▸ Text block:
------------------------------------------------

Jananam () is a 2004 Tamil language action drama film directed by Ramesh Selvan. The film stars Arun Vijay and Priyanka Trivedi in lead roles, while Ashish Vidyarthi, Raghuvaran, Charle, Vadivelu and Nassar play supporting roles. The music was composed by Bharadwaj. The film was launched in 2002, but got delayed and was released in 2004.

Plot
Surya (Arunkumar) is an angry young man who is a post-graduate student looking for a job. His girlfriend is Shruthi (Priyanka Trivedi). She always tries to control his rage as he fights against injustice in society. Once, Surya fights for a friend, Ganesh (Charle), who is a gold medalist but does not get a job as he is not able to get a loan from a bank because he does not have any collateral to pledge. Another gold medalist friend dies in an accident after running helter-skelter hunting for a job. All this changes Surya’s life, especially after he meets a well-known writer and intellectual Udaya Murthy (Raghuvaran), who urges him, along with others, to start a movement against corruption and injustice in society. They start an Unemployed Graduate Association which rubs the local politician and don Muthukaruppan (Ashish Vidyarthi) the wrong way. The idealist Surya turns into a raging force after Murthy is shot dead by police and he is jailed. In jail, he is brutally tortured by the police as he becomes a rallying point for the youths who are fighting unemployment.

Cast

Production
The film was announced in 2002 with Arun Kumar and Priyanka Trivedi playing lead roles. The film got delayed by a year due to financing problems; also Priyanka's marriage caused the delay and it was finally released in 2004.

Soundtrack
The soundtrack was composed by Bharadwaj, with lyrics written by Vairamuthu, P. Vijay, Snehan and Yugabharathi.

------------------------------------------------

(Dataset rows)

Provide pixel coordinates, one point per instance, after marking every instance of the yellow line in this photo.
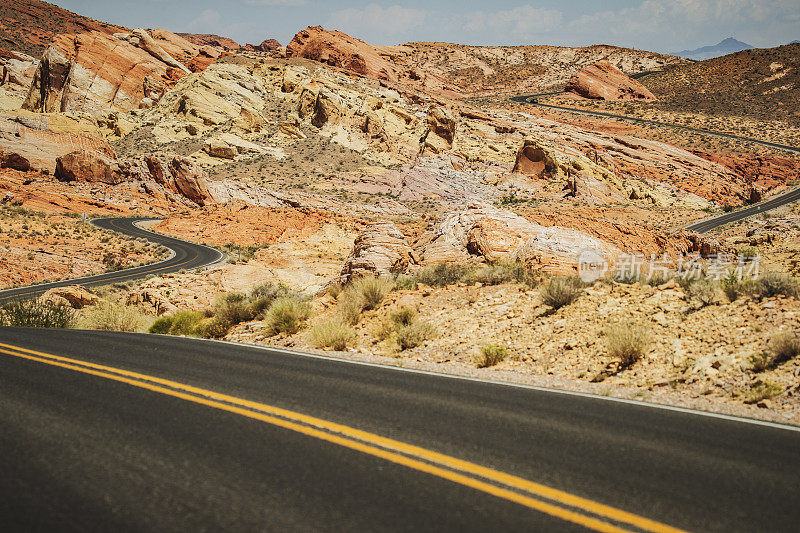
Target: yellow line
(346, 434)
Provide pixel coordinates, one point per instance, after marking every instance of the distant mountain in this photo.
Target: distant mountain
(728, 46)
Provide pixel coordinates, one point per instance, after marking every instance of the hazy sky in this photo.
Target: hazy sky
(658, 25)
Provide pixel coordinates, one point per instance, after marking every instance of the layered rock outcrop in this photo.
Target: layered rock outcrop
(379, 250)
(604, 81)
(338, 49)
(496, 234)
(98, 72)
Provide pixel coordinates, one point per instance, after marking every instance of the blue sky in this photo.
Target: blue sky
(658, 25)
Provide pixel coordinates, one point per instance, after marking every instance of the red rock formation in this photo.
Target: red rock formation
(100, 72)
(268, 45)
(379, 250)
(83, 165)
(340, 50)
(604, 81)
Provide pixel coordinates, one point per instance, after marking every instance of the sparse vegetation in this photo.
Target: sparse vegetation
(491, 355)
(414, 334)
(286, 315)
(110, 315)
(35, 313)
(762, 390)
(334, 333)
(782, 347)
(704, 292)
(627, 341)
(773, 284)
(561, 291)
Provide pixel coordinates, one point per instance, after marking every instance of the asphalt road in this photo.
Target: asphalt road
(175, 434)
(709, 224)
(185, 255)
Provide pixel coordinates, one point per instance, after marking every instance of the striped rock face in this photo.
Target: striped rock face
(492, 234)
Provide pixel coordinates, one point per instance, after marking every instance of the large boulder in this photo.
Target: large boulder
(189, 180)
(38, 148)
(604, 81)
(379, 250)
(98, 72)
(84, 165)
(338, 49)
(441, 130)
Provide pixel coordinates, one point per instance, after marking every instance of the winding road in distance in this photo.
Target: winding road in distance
(185, 255)
(706, 225)
(117, 431)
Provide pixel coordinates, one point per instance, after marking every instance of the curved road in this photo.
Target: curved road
(185, 255)
(104, 431)
(709, 224)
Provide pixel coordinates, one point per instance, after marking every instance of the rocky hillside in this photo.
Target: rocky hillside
(759, 83)
(28, 26)
(458, 70)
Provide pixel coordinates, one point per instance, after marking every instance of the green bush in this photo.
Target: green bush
(36, 314)
(161, 326)
(335, 334)
(492, 355)
(782, 347)
(262, 296)
(561, 291)
(183, 323)
(414, 334)
(773, 284)
(233, 308)
(704, 292)
(372, 291)
(403, 316)
(627, 341)
(286, 315)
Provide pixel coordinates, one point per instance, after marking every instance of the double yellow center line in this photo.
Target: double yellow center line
(553, 502)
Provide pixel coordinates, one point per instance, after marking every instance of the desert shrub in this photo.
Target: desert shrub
(762, 390)
(734, 288)
(372, 291)
(233, 308)
(161, 326)
(561, 291)
(704, 292)
(286, 315)
(335, 334)
(212, 328)
(262, 296)
(36, 314)
(349, 307)
(414, 334)
(775, 284)
(403, 316)
(782, 347)
(627, 341)
(491, 355)
(443, 274)
(113, 316)
(185, 323)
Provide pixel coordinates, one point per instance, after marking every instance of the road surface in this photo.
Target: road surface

------------------------------------------------

Extend the Jananam film article above, continuing after its final sentence.

Reviews
Indiaglitz wrote: "Though director Ramesh has tried to narrate an issue that the society is grappling with, it's certain that the delayed release will have an impact in the minds of the audience". Hindu wrote: "DESPITE A rather irrelevant and unrealistic theme that offers little support to the story and cast, if Crescent Movie International's "Jananam" is able to garner appreciation, much of the credit goes to the film's hero, Arun Kumar. The actor has slogged it out and the diligence shows. Be it action, emotion or subdued expression, Arun Kumar comes out with a commendable show in every frame. Sify wrote:" The story, plot development and packaging is old wine in a new bottle and has a hangover of films like Sethu and Nanda . Still it is watchable and has a positive message that unemployed youth can change the way of the society and administration, provided they are focused". Balaji b wrote: "Jananam belongs to the list of movies that is well-intentioned but not particularly well-made, the issue and its solution are presented in a screenplay that does not do justice to them" while another critic wrote: "The film begins with violence and finds the solution in peace talks. The story is weak and so is the screen play. The director focuses more on his punch dialogues and student revolution rather than building a story with flowing scenes to stimulate interest. Chennaionline wrote: "Director Ramesh may not have been able to convey all that he wanted to, nor in the exact way he had wanted to. But he should be commended for taking up a film with a message, and for his sincerity in depicting the plight of the educated unemployed from the poorer strata of society".

References

2004 films
Unemployment in fiction
2000s Tamil-language films
Films scored by Bharadwaj (composer)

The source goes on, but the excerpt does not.